---- INFORMATION GIVEN

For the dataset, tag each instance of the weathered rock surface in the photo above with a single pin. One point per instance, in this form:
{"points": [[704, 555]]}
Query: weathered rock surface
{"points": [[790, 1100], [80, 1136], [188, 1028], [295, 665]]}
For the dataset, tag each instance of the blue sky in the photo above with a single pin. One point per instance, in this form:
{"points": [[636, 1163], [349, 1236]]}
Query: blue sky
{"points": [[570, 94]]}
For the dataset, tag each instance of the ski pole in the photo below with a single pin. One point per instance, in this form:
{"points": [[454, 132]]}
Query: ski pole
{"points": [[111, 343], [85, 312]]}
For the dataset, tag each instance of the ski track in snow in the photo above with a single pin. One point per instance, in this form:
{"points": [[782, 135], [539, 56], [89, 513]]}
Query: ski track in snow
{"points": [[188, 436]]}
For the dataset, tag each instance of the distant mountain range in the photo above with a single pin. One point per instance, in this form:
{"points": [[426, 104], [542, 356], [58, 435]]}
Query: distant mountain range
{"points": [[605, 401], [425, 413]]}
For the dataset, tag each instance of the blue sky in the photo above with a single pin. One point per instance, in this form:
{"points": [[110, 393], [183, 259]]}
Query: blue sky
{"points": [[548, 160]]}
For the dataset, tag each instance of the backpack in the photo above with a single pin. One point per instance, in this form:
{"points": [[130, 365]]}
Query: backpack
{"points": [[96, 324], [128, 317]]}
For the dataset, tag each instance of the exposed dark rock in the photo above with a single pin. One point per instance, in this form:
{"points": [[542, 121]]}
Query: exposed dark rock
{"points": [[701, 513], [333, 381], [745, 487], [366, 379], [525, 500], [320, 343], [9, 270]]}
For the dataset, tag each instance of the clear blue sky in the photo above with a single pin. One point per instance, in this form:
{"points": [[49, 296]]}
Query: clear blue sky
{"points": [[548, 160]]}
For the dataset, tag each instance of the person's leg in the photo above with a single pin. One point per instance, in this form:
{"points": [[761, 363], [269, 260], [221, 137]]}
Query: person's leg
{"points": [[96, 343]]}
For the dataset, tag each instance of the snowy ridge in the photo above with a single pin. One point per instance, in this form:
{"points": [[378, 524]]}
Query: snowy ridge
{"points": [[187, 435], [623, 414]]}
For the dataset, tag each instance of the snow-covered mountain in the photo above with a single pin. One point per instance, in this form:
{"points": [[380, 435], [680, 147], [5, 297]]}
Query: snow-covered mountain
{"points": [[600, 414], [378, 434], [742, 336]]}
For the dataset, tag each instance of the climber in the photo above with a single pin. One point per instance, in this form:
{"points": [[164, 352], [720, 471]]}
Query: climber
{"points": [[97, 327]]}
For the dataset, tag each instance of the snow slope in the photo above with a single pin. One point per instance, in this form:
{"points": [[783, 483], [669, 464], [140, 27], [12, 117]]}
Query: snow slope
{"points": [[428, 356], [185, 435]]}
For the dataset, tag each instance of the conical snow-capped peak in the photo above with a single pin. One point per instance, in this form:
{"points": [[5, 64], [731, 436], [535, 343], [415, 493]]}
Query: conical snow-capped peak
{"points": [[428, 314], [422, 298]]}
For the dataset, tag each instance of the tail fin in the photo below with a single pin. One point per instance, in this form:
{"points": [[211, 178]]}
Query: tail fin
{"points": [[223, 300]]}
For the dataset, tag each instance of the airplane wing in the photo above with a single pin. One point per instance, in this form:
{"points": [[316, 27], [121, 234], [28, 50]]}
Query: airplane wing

--------

WORK TO BE COMPLETED: From the entries above, extract only the lines running from the one containing "For the dataset, tag each instance of the snow-covered" through the one containing "For the dataset, tag each instance of the conical", inclusive.

OUTPUT FOR THIS TASK:
For the dataset, tag each instance of the snow-covered mountain in the photo above with a single pin. One point per instance, in this form:
{"points": [[380, 435], [680, 147], [5, 297]]}
Query: snow-covered mountain
{"points": [[600, 414], [378, 434], [742, 336]]}
For the dataset, tag each instance of the climber in the photo above with a single pin. One point per instance, in this form:
{"points": [[164, 352], [720, 471]]}
Query: climber
{"points": [[97, 327]]}
For the dataset, tag each instance of the snow slope in the photo above with a single pin. One point per instance, in this form:
{"points": [[783, 483], [669, 464], [140, 27], [12, 117]]}
Query: snow slope
{"points": [[428, 356], [185, 435]]}
For the dataset, tag each instance of the conical snow-capped peak in the photo above with a single pin. One point per instance, in this form:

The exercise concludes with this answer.